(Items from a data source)
========================================================================
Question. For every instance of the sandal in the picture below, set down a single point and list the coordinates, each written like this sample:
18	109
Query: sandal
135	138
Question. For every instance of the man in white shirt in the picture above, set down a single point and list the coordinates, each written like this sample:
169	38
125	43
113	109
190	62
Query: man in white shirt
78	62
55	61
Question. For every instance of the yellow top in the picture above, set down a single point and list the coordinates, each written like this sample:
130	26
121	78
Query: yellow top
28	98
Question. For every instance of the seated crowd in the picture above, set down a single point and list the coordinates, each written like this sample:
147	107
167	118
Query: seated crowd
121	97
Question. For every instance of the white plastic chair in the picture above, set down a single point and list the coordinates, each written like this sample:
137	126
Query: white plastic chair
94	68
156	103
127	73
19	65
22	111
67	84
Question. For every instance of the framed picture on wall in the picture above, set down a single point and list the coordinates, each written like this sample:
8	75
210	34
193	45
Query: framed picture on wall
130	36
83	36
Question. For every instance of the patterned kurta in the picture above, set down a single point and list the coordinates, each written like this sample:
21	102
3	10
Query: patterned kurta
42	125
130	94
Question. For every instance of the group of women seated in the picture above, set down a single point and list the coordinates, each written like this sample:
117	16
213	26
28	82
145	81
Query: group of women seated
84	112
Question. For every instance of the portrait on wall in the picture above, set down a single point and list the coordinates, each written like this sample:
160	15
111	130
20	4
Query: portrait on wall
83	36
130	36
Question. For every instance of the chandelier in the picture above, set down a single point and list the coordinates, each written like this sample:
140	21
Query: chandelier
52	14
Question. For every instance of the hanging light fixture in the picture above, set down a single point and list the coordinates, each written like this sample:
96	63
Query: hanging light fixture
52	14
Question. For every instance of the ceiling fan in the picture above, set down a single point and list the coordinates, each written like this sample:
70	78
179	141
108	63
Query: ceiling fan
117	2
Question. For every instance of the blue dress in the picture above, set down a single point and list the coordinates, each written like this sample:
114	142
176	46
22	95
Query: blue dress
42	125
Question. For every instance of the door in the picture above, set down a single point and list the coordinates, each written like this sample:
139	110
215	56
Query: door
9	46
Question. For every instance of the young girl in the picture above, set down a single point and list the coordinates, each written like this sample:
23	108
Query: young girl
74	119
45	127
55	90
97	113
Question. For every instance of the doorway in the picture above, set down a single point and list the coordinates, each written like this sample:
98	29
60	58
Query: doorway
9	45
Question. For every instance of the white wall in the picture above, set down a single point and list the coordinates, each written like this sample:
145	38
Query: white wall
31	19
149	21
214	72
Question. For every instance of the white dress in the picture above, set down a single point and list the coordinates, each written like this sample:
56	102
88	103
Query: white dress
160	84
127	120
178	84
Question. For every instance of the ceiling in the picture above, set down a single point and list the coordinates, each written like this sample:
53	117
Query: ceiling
========================================================================
* What needs to be done *
In your answer, reproduce every entry exactly as it was written.

* Worked solution *
Question. For every instance of the sandal in the picture below, set down a single point and list the coordinates, each written like this sample:
18	109
Query: sandal
135	138
Question. For every instance of the man in white shirt in the picture above, set down a single point and list the coordinates, each written like this sample:
169	38
125	43
113	109
190	62
Query: man in white shirt
78	62
55	61
Question. For every instance of the yellow top in the picture above, set down a single point and list the coordinates, each written like this sample:
130	26
121	78
Query: yellow top
28	98
Question. For every instance of the seated crowd in the picture above, set down a single point and list the coordinates, each written like this sample:
147	107
167	118
Query: seated crowd
121	97
Question. For every instance of the white plastic chair in the picture above, set down a single point and list the coordinates, each written like this sample:
137	126
Query: white plastic chair
94	68
156	103
127	73
19	65
22	111
67	84
Question. For every instance of the framed picture on wall in the picture above, set down a single point and list the coordinates, each written like this sample:
8	75
210	34
193	45
Query: framed picture on wall
130	36
83	36
Question. For every instance of the patterned kurta in the picture above, set down a single point and list the coordinates, each written like this sample:
21	102
3	10
Query: patterned kurta
42	125
130	94
Question. For every instance of the group of women seated in the picture above, set down a single point and list the coordinates, each written like this sample:
117	16
213	26
28	82
145	81
Query: group of women seated
84	112
Question. For every instance of the portrait on wall in the picture above, set down a single point and list the coordinates, each written like this sample:
160	15
111	130
20	4
Query: portrait on wall
83	36
130	36
Question. For every instance of the chandelier in the picture above, set down a single point and list the coordinates, each written like this sample:
140	21
Query: chandelier
52	14
Question. For every instance of the hanging light fixture in the picture above, set down a single point and list the coordinates, each written like this sample:
96	63
Query: hanging light fixture
52	14
Question. For every instance of the ceiling fan in the picture above, set down a single point and list the coordinates, each written like this sample:
70	78
179	141
108	63
Query: ceiling fan
117	2
Question. For every instance of the blue dress in the picture above, set down a single point and list the coordinates, each written like this sample:
114	142
176	46
22	95
Query: blue dress
42	125
Question. For every instance of the door in the picture above, set down a single point and list the coordinates, each written like this sample:
139	110
215	56
Query: door
9	46
Question. For every instance of the young girl in the picture above, set down a single point and list the coordinates, each written like this sample:
23	108
Query: young girl
74	119
45	127
55	90
97	113
Question. For every instance of the doorway in the picture above, set down a single point and list the coordinates, each written like this sample:
98	29
60	58
Query: doorway
9	45
Question. For every instance of the white wall in the picture above, set down a single point and list the coordinates, each written like this sample:
145	38
Query: white wall
31	19
149	21
214	72
Question. For every instance of the white dress in the picture above, set down a single point and list the coordinates, each written like this sample:
56	102
88	103
Query: white dress
160	84
127	120
178	84
Question. For every instance of the ceiling in the picture above, set down a single point and list the coordinates, each written like this sample:
53	117
Query: ceiling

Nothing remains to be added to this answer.